Gather every line below that contains the string "edge", and copy each of those lines out in full.

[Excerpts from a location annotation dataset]
+ + + + +

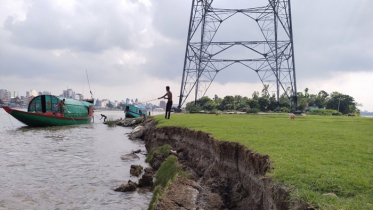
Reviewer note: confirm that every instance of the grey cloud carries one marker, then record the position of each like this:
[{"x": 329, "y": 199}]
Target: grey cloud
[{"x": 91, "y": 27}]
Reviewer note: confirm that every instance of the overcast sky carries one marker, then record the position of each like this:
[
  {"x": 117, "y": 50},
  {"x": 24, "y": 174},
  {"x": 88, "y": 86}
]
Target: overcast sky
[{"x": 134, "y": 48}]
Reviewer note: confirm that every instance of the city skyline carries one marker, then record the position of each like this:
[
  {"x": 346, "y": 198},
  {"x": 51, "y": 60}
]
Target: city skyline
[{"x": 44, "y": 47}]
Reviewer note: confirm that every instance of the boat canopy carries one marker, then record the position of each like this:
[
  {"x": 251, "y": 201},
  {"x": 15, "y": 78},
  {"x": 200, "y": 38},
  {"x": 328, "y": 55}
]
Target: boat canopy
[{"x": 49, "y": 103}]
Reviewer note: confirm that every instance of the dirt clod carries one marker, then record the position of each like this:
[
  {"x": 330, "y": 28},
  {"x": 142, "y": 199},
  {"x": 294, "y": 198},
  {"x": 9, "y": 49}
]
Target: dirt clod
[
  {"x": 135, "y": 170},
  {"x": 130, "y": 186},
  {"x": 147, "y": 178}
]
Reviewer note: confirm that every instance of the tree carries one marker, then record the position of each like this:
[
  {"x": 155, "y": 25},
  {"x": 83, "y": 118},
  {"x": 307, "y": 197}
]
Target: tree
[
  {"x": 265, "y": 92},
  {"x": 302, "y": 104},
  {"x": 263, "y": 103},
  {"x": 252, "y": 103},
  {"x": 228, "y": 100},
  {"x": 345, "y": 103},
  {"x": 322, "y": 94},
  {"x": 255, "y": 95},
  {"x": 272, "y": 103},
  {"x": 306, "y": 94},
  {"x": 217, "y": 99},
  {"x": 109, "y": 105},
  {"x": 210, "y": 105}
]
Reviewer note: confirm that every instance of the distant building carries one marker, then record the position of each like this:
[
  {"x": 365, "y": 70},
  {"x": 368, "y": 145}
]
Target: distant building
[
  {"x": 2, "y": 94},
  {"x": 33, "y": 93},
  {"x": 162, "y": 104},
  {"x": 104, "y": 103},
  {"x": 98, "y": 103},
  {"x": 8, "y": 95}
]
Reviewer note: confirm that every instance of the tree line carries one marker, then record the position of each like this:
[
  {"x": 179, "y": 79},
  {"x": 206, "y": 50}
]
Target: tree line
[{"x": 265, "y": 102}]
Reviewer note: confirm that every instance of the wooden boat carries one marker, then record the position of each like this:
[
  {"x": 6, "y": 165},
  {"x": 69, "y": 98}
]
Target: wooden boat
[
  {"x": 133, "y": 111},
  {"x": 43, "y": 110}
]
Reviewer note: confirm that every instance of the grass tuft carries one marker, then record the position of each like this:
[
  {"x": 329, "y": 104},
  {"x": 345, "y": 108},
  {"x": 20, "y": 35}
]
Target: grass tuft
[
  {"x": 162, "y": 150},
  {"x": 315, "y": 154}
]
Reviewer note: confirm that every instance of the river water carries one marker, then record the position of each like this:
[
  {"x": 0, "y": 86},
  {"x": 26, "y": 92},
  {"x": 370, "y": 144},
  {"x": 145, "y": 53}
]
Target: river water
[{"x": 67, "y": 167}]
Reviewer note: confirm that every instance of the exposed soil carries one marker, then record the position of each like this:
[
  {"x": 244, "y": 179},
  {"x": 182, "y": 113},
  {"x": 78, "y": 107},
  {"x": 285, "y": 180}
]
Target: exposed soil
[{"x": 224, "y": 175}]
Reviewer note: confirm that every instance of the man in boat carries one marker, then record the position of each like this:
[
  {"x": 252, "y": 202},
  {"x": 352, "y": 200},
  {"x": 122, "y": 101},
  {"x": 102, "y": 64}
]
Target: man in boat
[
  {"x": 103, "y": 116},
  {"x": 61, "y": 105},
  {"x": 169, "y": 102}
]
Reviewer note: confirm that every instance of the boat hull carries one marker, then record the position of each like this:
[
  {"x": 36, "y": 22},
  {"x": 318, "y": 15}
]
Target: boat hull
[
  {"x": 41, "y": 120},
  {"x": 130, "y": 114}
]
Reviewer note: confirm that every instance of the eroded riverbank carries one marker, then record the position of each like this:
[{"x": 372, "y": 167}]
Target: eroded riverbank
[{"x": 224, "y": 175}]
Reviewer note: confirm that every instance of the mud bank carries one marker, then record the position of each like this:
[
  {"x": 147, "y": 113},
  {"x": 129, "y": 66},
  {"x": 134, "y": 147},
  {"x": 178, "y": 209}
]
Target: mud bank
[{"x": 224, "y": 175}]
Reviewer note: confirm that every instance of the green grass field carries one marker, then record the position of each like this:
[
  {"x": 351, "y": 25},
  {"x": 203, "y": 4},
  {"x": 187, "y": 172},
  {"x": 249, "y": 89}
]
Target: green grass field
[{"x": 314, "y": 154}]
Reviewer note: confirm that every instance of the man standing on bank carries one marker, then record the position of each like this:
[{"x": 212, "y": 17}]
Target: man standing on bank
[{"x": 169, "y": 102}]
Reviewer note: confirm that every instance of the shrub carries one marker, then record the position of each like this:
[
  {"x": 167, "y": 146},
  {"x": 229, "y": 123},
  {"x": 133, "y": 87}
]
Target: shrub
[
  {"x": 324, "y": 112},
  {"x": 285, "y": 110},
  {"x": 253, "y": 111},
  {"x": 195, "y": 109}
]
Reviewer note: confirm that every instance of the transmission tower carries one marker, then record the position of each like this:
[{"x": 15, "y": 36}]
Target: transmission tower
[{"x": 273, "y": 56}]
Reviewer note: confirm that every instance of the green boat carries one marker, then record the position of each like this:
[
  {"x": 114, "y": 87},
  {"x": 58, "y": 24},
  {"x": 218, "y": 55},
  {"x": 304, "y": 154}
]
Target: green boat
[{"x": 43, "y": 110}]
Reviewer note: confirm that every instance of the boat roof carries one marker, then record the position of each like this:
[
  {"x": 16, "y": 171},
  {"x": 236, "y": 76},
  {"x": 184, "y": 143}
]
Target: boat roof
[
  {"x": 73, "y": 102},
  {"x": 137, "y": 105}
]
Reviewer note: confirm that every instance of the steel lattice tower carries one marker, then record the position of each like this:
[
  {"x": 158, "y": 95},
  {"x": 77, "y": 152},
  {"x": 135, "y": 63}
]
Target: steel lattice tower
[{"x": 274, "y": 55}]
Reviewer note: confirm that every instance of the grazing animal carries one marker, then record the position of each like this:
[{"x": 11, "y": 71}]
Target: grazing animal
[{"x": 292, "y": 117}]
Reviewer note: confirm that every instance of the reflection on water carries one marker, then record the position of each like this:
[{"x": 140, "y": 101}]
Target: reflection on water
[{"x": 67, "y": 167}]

+ + + + +

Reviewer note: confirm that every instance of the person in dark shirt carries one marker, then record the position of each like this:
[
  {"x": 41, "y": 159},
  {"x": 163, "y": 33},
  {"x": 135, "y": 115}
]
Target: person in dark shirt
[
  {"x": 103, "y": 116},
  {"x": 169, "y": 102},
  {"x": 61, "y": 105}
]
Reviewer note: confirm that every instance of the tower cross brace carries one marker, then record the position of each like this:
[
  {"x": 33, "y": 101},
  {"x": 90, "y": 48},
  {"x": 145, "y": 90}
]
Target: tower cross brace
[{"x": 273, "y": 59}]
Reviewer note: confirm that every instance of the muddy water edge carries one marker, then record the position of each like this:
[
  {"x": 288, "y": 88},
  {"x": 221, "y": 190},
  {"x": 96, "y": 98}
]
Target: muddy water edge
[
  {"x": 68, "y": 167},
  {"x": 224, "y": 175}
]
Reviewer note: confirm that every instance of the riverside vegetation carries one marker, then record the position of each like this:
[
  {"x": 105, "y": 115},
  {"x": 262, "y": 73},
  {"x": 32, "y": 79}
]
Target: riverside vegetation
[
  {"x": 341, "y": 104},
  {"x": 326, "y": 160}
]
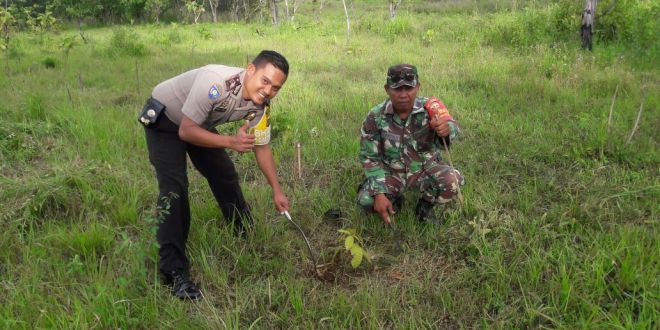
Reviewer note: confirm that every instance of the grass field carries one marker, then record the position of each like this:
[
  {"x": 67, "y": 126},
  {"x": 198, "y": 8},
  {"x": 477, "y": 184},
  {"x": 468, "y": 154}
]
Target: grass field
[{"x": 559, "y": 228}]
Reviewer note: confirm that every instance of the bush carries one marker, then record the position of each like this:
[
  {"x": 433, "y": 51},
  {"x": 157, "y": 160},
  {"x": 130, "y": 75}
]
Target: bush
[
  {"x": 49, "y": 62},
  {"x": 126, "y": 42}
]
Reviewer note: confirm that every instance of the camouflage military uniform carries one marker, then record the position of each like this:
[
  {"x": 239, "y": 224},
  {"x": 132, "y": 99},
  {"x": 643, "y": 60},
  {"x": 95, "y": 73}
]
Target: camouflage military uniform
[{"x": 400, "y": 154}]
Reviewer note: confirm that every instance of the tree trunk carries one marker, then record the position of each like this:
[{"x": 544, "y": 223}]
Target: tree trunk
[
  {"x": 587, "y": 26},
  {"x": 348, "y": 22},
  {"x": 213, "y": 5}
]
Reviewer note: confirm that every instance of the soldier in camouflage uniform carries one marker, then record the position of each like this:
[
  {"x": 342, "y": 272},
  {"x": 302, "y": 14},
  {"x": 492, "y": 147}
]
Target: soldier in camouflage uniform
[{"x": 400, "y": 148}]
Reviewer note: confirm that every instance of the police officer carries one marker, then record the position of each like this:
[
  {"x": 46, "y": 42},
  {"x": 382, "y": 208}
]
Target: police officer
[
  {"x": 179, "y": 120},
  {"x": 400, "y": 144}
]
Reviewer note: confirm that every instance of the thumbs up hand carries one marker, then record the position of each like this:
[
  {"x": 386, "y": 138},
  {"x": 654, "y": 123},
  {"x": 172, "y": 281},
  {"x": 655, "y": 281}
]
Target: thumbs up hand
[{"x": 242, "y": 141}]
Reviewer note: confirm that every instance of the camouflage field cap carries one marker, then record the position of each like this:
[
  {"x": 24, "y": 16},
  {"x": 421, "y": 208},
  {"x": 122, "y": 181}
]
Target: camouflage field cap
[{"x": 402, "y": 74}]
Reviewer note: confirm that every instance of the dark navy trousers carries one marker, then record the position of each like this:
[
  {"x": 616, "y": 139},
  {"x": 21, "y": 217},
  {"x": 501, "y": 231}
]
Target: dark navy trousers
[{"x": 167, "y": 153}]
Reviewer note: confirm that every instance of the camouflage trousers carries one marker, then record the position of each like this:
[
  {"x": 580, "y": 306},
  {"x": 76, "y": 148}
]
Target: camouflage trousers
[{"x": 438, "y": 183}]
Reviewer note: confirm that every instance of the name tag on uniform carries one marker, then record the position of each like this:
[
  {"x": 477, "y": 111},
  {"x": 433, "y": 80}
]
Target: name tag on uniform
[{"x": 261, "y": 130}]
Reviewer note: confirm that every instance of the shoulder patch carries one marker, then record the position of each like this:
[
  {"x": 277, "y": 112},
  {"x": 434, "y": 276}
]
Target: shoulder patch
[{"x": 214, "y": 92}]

+ + + + +

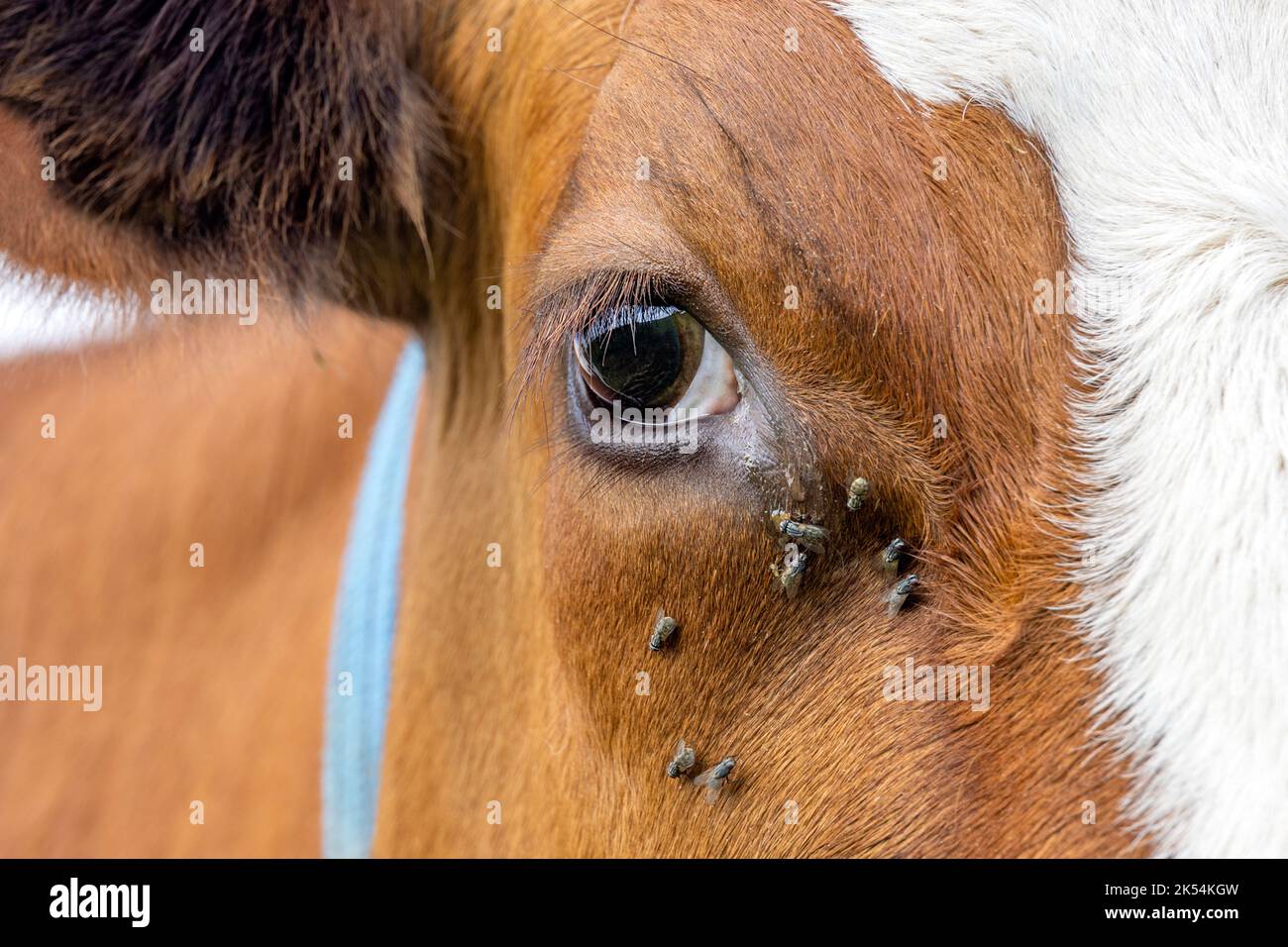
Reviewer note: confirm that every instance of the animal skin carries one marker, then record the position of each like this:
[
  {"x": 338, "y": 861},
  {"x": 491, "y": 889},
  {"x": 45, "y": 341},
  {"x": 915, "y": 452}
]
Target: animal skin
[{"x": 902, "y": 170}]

+ + + + +

* **REPLY**
Reviewer note: confirm that every instance of the muddy water edge carries one marker, then record the position of each like this:
Target: muddy water edge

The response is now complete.